▶ **Available data**:
* * *

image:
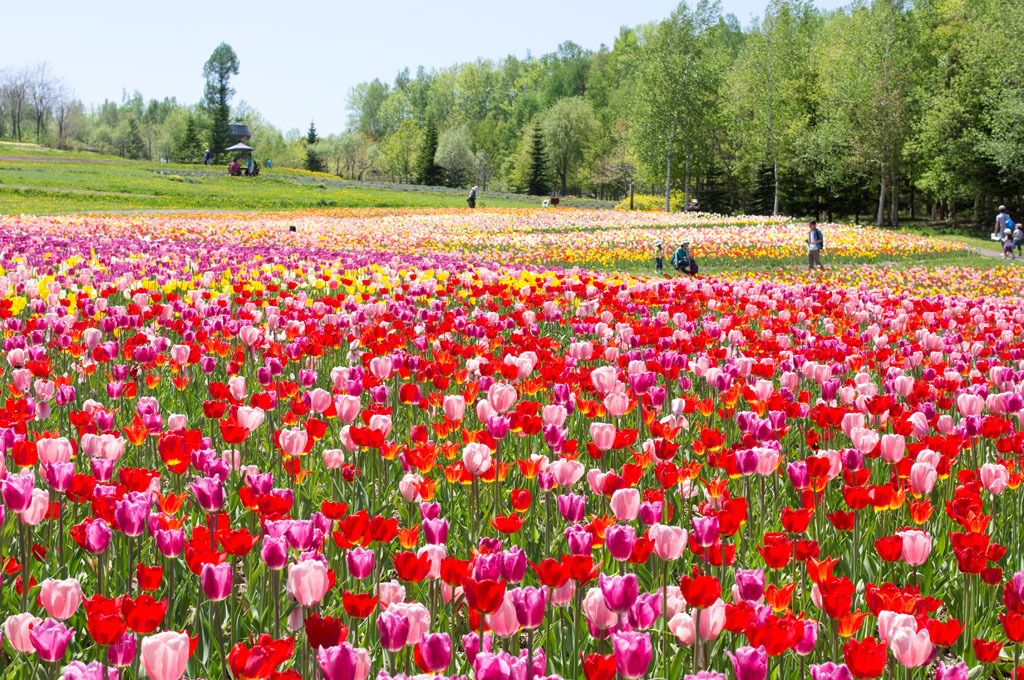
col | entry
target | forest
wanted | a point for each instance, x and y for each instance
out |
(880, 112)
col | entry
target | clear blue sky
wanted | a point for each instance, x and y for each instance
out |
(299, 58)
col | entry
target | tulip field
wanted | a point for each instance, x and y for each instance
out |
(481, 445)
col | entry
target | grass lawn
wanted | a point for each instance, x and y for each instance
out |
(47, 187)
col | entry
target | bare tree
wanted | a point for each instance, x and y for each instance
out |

* * *

▶ **Your objective**: Render the lines above as a numbered list, omitting any blank lines and leaving out the pictures.

▶ **Answer**:
1. image:
2. col | entry
3. target | forest
4. wanted | a point for each instance, x and y for each instance
5. out |
6. (880, 112)
7. col | entry
8. target | clear blue sky
9. wanted | a point for each instance, x and y for each instance
10. out |
11. (299, 58)
12. col | entry
13. target | tulip field
14. wanted | a point for each instance, x and y for each instance
15. out |
16. (481, 445)
17. col | entry
18. target | grass lawn
19. wanted | a point for each instance, x and y for each instance
20. out |
21. (47, 187)
22. col | entry
23. target | bare tree
24. wanted | a point for each instance, x and y for each instance
25. out |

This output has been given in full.